So, for example, I’d call a software wizard a job aid. So’s a recipe, or a help file showing you how to use Excel’s AutoFilter feature.
I’m reluctant to say a course is a job aid, though mostly I’m hanging up on terminology. Course = instruction; job aid = performance guide.
I can imagine a course built around the use of job aids. E.g., a sales rep course with one topic being “searching for prospects.” The task: enter queries into your customer database based on certain factors so you can identify prospects for additional products or services.
In the sales course (in person, online, whatever) you’d have had demonstration, interactivity, practice, likely centered around a job aid.
The job aid would have a clear title like “How to Search the Customer Database.” If I had an online set of such job aids, I wouldn’t have to go back to the (instructional) course if I didn’t feel like it. The job aid could of course contain a link to a detailed example — making the job aid effective both as a memory jogger (ah, yes, I have to do x, y, and z) and as a worked example.
It’s a bit of semantics. I think some ‘courses’ can be a bit of both. Loosely joined job aids.
I’m thinking in particular of a project I’m currently working on — short software training courses, small nuggets of info, demos with titles like “How to…”, some embedded practice and interactivity…
It’s a blended course/job aid.

···

### To be done
(1) In the passage on job aids, what clear title would the job aid in the sales rep course have?
(2) For each statement, say whether it agrees with the passage on job aids, and quote the words that decide it: (a) The writer counts a recipe as a job aid. (b) The writer readily calls a course a job aid. (c) The project the writer is currently working on includes embedded practice.
(3) Carry the passage on job aids forward from its final sentence.
The material that follows has no connection to the passage on job aids.

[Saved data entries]
···

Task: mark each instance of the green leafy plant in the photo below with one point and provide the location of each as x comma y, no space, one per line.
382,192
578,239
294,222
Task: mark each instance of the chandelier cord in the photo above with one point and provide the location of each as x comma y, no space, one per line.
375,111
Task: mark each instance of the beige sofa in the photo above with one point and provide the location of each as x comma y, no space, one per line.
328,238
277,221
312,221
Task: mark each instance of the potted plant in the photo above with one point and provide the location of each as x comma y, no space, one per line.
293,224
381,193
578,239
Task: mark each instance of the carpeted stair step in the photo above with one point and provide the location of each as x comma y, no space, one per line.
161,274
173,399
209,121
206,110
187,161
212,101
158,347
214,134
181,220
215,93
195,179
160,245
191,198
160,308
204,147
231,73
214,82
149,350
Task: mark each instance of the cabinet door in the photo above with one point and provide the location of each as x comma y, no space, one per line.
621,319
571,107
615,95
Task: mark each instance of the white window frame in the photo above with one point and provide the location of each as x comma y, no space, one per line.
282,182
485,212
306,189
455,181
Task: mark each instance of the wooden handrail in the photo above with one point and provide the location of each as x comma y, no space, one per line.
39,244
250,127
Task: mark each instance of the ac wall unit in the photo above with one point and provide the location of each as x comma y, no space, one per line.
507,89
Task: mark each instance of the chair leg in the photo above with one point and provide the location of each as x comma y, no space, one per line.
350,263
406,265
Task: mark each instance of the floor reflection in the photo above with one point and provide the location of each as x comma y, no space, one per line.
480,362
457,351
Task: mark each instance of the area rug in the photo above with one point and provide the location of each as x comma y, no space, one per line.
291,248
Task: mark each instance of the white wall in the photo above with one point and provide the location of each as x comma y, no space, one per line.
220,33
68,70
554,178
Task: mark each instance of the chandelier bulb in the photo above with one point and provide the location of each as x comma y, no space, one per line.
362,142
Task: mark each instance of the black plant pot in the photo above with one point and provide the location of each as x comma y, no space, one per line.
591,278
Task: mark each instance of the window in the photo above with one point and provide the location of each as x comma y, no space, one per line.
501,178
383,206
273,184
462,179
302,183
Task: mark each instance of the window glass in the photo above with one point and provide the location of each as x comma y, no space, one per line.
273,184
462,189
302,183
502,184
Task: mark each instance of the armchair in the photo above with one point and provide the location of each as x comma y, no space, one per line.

···

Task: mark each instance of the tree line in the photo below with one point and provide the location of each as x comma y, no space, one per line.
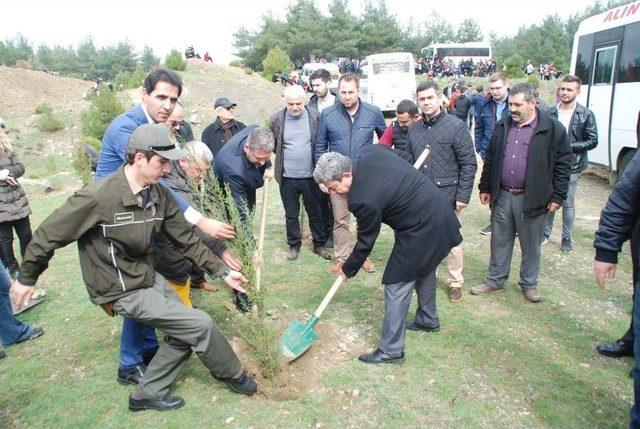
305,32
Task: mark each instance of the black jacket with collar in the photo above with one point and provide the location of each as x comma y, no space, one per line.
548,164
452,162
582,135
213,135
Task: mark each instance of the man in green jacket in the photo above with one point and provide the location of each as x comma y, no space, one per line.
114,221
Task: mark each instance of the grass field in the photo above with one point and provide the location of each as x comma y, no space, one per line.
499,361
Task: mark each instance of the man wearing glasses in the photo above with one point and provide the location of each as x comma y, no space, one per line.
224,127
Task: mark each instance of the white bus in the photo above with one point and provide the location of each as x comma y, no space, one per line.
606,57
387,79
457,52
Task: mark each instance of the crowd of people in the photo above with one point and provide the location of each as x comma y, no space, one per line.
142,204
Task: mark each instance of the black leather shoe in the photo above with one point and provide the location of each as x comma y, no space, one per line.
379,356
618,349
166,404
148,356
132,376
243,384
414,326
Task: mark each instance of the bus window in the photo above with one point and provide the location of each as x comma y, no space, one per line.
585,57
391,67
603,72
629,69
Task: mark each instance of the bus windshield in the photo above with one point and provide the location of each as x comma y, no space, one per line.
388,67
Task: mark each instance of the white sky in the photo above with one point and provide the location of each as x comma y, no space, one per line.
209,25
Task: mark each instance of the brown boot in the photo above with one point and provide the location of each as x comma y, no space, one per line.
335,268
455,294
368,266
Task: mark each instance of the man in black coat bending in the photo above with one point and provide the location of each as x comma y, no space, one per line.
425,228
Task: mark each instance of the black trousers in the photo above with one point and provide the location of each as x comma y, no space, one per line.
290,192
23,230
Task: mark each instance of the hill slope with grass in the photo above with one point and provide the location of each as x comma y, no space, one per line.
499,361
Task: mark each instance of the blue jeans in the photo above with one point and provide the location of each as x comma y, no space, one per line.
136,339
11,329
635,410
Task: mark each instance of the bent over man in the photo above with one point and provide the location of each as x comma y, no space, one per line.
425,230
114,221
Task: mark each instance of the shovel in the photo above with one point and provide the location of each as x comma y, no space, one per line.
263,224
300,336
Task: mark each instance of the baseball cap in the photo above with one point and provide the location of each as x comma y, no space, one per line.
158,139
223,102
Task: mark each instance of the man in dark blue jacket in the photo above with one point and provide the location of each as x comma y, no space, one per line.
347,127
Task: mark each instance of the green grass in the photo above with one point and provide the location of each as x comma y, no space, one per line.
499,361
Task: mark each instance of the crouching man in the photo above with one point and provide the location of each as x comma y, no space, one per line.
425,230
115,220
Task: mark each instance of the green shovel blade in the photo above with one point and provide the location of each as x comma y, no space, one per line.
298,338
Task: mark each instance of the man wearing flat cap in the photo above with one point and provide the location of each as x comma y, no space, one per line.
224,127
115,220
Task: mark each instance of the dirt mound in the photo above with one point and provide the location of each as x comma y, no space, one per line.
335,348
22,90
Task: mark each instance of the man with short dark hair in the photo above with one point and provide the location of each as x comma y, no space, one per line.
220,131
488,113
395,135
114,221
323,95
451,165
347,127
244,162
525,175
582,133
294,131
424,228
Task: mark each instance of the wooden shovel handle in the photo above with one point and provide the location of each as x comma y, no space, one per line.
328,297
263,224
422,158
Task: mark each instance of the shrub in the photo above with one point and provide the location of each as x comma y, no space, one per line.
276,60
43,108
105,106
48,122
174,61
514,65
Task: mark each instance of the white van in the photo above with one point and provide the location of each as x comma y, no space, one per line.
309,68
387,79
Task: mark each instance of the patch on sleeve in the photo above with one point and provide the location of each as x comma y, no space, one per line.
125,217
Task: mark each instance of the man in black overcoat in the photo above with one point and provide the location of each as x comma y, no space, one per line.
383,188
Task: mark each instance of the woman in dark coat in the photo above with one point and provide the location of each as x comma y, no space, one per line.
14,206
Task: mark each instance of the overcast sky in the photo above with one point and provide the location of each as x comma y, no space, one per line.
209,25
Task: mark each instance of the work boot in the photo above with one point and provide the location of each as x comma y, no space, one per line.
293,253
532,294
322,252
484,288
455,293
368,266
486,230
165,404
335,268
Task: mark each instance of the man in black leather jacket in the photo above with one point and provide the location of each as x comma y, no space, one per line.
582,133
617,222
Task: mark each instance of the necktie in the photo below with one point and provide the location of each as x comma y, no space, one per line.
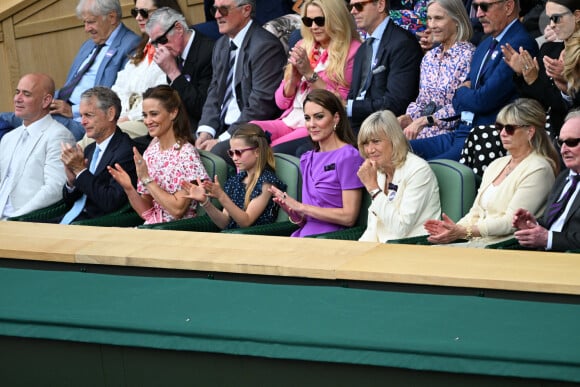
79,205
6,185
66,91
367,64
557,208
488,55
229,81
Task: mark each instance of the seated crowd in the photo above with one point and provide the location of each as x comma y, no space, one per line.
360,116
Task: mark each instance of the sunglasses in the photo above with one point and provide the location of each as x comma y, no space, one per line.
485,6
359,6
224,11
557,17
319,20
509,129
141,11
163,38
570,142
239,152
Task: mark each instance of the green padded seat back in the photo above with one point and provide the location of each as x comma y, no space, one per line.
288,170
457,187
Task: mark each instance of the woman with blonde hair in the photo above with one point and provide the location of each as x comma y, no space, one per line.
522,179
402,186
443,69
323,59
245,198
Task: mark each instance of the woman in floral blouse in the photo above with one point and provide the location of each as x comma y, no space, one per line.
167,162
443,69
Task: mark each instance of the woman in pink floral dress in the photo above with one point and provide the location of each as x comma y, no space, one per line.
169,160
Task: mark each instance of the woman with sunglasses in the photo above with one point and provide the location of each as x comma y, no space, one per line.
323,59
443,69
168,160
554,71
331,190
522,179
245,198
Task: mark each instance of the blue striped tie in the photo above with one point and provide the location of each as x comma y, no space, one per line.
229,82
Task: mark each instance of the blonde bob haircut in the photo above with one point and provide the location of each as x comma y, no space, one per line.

···

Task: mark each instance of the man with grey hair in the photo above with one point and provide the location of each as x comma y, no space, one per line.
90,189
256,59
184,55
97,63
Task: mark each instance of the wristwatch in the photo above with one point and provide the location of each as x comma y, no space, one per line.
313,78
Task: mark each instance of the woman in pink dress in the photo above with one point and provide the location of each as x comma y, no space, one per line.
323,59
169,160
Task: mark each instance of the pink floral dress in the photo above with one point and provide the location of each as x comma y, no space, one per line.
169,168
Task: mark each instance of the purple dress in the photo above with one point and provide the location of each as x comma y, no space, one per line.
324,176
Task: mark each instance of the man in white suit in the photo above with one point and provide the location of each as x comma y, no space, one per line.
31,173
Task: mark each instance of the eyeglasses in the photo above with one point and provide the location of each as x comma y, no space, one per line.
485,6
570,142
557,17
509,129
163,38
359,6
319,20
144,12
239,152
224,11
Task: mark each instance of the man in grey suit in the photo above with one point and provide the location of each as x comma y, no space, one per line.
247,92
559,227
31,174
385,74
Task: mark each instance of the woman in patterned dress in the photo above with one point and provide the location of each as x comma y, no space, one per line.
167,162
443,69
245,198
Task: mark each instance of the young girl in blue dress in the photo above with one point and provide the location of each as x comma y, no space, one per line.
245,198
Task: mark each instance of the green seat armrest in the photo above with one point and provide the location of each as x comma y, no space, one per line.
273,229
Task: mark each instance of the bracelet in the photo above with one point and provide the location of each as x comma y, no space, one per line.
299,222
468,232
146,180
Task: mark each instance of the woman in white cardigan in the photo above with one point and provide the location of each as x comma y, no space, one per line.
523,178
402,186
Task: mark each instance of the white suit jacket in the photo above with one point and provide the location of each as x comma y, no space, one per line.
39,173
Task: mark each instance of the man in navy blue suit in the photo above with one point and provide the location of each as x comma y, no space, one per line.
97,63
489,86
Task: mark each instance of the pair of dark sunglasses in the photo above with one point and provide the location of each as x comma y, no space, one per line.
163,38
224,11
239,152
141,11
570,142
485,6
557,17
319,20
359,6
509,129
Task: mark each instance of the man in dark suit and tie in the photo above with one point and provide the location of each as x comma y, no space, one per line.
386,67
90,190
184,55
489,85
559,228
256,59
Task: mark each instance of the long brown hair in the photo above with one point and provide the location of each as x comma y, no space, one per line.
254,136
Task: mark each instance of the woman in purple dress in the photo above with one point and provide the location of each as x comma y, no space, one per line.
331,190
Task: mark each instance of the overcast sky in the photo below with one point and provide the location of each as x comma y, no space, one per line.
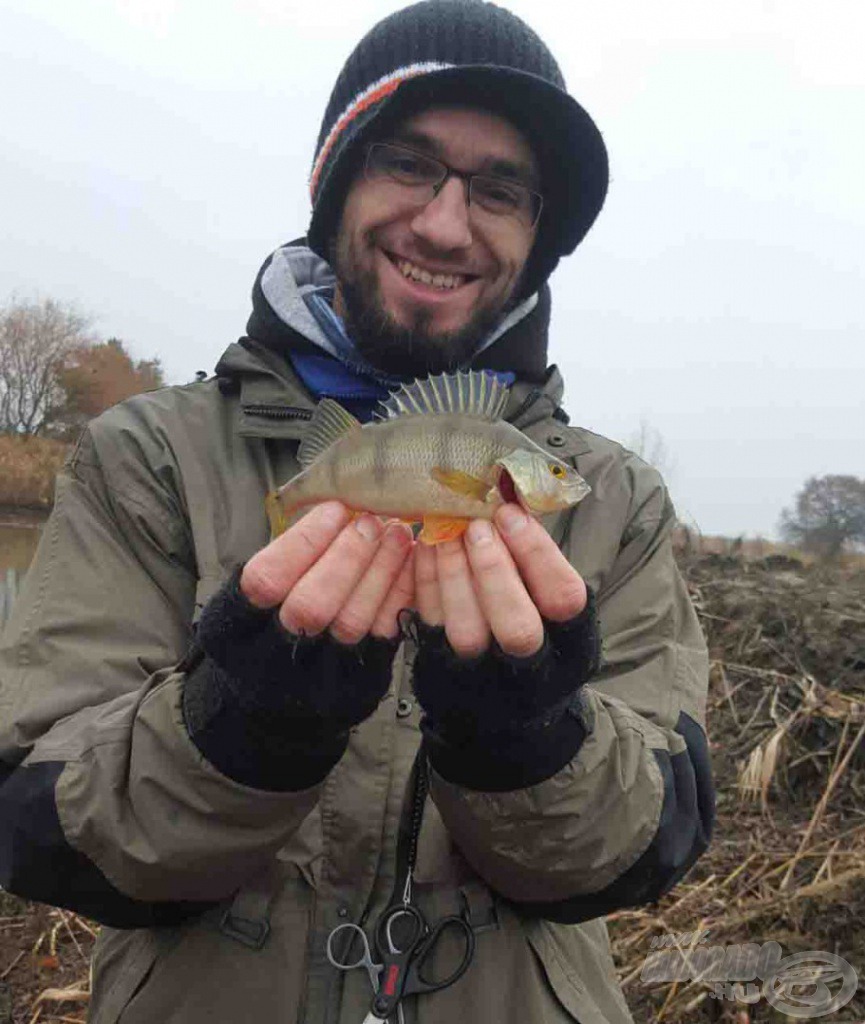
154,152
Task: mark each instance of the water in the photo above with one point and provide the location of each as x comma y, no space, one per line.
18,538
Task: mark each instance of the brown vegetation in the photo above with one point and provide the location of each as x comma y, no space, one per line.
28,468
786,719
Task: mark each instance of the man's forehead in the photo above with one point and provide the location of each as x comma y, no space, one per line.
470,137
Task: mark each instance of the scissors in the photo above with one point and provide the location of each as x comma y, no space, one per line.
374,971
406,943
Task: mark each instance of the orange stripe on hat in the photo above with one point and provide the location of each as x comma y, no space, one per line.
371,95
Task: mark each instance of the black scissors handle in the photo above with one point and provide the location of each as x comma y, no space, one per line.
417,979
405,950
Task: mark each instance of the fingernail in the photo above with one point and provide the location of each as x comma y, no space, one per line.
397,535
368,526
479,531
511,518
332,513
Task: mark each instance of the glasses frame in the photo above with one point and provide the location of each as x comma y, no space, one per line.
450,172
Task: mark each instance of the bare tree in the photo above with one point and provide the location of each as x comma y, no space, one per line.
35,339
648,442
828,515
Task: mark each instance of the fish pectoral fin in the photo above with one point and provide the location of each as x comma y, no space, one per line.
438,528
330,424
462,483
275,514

···

### Responses in order
(1) "How to Search the Customer Database."

(2)
(a) Yes: "So’s a recipe"
(b) No: "I’m reluctant to say a course is a job aid"
(c) Yes: "some embedded practice and interactivity"

(3)
Cammy, I wouldn’t argue much. To me, job aid analysis / design is a fundamental part of the instructional design process. You can embed the skills or knowledge in a job aid, and then provide training in the use of the job aid within the context of the larger job.
Farther up the workflow stream, of course, you could design an application with good prompts, intelligent defaults, embedded references, etc., etc., as a form of performance support. Airline pricing is complicated; Southwest’s display of prices for your itinerary is not.
Farther down the workflow stream, the test of the loosely joined job aids would be: can I find them with a minimum of effort, and can I use them on the job to accomplish my task?
The quibble (and it’s mostly a quibble) is that if the learner sees the job aid as stored in “the course,” she’s got to remember where the course is and where the job aid is inside that wrapper.
But certainly you could both embed the job aids within a course and then make explicit an easy way to retrieve them, aiming for that within-three-clicks ideal.
That’s the current challenge — making these things searchable and tagable….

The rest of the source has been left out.